■ **The request**
Nothing other than the lines from the one containing "Place a point on each instance of the earlobe, one" through the close of the entries below should be printed, each exactly.

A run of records
● ● ● ●
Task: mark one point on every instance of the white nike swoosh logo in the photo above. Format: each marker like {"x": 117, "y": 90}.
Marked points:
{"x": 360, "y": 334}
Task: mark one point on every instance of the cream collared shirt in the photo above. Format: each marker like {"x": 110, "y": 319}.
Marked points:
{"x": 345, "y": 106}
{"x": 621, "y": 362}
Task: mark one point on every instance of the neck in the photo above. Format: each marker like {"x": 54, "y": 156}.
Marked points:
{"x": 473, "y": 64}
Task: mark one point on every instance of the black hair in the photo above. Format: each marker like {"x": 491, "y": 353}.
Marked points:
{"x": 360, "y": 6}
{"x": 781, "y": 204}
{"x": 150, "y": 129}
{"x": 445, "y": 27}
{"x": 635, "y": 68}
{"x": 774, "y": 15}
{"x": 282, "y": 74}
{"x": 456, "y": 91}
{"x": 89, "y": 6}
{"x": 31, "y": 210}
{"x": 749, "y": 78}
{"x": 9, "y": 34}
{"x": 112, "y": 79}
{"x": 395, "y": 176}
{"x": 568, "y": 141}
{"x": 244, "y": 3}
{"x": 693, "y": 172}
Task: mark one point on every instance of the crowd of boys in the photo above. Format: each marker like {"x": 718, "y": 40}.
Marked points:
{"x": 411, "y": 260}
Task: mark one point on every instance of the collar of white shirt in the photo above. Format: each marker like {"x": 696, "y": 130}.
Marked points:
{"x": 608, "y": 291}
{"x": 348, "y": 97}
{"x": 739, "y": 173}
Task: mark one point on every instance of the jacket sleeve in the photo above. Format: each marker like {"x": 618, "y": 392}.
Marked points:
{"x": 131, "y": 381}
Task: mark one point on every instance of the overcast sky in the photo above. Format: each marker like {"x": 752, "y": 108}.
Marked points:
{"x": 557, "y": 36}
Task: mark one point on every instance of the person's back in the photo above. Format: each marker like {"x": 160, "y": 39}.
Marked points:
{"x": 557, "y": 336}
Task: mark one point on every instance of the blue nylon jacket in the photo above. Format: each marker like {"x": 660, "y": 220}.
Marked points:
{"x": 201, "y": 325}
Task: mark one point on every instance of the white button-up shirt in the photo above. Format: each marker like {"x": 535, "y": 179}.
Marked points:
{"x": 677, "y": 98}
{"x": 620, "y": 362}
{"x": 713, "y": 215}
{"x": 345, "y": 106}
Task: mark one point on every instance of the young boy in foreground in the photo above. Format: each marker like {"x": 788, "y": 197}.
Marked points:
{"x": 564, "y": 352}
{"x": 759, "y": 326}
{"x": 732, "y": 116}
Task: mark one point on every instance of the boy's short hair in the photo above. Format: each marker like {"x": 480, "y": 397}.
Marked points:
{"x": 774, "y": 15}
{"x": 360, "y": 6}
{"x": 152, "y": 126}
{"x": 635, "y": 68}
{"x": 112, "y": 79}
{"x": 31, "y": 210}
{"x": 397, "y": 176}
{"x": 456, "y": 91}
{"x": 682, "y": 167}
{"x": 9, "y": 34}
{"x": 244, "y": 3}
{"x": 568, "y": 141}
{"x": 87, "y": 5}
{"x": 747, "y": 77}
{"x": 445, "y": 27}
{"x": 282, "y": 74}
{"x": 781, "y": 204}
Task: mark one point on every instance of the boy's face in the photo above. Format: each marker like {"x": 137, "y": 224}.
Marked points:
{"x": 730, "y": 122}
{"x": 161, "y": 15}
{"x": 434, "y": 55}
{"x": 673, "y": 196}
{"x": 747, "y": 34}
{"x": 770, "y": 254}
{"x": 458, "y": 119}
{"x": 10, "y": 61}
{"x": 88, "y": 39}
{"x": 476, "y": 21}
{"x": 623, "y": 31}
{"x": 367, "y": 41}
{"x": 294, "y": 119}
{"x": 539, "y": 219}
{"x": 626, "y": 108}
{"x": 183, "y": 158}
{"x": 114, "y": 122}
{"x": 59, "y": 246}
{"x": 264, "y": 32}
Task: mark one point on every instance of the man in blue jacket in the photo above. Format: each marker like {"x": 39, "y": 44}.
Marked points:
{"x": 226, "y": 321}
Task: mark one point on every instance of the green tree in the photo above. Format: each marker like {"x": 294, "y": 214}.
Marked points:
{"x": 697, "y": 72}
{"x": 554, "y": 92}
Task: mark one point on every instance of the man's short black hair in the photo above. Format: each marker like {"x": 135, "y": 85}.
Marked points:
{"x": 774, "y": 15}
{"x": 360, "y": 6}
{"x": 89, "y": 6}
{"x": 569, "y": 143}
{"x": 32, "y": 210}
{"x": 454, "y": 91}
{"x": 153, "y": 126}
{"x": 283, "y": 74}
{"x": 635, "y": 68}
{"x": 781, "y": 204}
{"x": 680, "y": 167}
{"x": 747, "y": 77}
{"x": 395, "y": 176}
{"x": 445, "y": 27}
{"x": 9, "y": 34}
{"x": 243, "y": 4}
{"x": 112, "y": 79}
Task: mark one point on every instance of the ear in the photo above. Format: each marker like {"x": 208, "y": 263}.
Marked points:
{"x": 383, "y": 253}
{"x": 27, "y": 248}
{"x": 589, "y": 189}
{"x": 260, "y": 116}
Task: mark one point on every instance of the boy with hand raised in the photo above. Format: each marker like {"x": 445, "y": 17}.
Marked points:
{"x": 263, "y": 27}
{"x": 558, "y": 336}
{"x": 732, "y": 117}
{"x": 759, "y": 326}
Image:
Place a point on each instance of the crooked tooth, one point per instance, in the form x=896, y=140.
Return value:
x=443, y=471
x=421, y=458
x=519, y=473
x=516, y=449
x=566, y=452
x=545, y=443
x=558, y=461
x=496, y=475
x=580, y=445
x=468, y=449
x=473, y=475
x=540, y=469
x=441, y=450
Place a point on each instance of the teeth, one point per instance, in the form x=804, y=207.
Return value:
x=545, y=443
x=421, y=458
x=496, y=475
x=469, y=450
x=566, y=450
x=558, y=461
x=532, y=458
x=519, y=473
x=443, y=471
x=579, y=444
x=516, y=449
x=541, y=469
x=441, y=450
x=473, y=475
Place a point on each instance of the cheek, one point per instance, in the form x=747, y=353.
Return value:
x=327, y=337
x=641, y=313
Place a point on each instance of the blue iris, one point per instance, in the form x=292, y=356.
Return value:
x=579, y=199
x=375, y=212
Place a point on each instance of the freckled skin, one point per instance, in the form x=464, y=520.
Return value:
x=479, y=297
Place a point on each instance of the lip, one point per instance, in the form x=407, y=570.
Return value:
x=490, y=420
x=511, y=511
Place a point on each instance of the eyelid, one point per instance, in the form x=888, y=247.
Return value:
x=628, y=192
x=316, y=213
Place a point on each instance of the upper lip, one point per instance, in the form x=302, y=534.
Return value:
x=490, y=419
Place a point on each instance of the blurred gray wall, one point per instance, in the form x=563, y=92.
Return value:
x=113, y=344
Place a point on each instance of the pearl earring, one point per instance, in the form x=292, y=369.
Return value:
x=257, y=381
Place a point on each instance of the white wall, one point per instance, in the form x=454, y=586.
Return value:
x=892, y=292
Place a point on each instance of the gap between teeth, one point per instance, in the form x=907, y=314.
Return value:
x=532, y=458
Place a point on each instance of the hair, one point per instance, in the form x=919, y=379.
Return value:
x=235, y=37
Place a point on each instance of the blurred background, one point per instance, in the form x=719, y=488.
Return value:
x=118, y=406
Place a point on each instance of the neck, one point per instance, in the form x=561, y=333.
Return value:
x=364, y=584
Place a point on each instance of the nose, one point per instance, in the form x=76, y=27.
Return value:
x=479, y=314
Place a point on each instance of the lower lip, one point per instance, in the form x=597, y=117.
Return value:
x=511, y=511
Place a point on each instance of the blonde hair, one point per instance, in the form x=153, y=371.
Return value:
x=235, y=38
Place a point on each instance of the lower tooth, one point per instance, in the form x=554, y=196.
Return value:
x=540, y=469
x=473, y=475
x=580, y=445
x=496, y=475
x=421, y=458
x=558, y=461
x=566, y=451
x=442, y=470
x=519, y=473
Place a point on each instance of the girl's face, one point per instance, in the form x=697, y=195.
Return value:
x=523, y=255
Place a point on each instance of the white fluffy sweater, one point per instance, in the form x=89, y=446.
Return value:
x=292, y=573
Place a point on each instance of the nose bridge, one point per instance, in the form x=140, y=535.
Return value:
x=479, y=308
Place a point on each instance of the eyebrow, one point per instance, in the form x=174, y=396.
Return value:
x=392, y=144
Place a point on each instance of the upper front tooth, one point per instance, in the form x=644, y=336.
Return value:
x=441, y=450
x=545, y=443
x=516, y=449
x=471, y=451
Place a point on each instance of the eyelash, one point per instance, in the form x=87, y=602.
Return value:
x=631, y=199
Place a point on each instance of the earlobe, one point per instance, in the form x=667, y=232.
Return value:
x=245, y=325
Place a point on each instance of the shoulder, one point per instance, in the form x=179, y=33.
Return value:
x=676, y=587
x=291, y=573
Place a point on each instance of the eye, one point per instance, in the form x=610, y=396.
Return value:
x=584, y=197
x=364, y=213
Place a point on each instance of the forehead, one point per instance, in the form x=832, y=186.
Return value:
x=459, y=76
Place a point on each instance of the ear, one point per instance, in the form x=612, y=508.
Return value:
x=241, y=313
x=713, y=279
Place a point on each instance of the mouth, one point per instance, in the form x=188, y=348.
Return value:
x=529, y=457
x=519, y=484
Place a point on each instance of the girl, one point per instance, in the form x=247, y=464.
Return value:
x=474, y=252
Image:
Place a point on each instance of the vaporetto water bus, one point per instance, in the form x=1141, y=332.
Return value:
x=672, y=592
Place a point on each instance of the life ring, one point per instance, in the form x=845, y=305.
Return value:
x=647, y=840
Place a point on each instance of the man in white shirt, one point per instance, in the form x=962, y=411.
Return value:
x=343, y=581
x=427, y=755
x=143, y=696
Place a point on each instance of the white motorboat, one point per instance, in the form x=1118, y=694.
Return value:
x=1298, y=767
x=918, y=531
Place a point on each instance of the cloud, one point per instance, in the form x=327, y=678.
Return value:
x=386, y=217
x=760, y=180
● ● ● ●
■ **Solution to the problem**
Place a point on each instance of the earlobe, one point per instance, in the form x=667, y=232.
Return value:
x=245, y=325
Place a point on each instance of the shoulder, one point per instance, in the form x=179, y=33.
Return value:
x=676, y=587
x=291, y=573
Place a point on each instance of the eye, one point per instance, in the form x=610, y=396.
Return value:
x=584, y=197
x=364, y=213
Place a point on each instance of the forehead, one point per instance, in the form x=832, y=186.
Return value:
x=459, y=76
Place a point on each instance of the ear, one point per instance, in the form x=612, y=508.
Return value:
x=241, y=313
x=713, y=279
Place a point on each instance of the mouth, one point per instance, in the form x=188, y=348.
Return value:
x=529, y=457
x=519, y=484
Place a point on each instance of the girl, one point per instance, in the form x=247, y=464.
Return value:
x=474, y=252
Image:
Place a point on each instance of the vaporetto water bus, one point per instance, in the form x=1141, y=332.
Return value:
x=672, y=592
Place a point on each instance of the life ring, one point per instance, in the form x=845, y=305.
Return value:
x=647, y=840
Place a point on each instance of the man in white shirt, one point per instance, in the form x=962, y=411.
Return value:
x=343, y=581
x=427, y=755
x=143, y=696
Place a point on each instance of the white motorboat, one point per instance, in the form x=1118, y=694.
Return value:
x=1298, y=767
x=918, y=531
Place a point on each instance of the cloud, one point per instance, in the form x=327, y=678.
Return value:
x=386, y=217
x=760, y=180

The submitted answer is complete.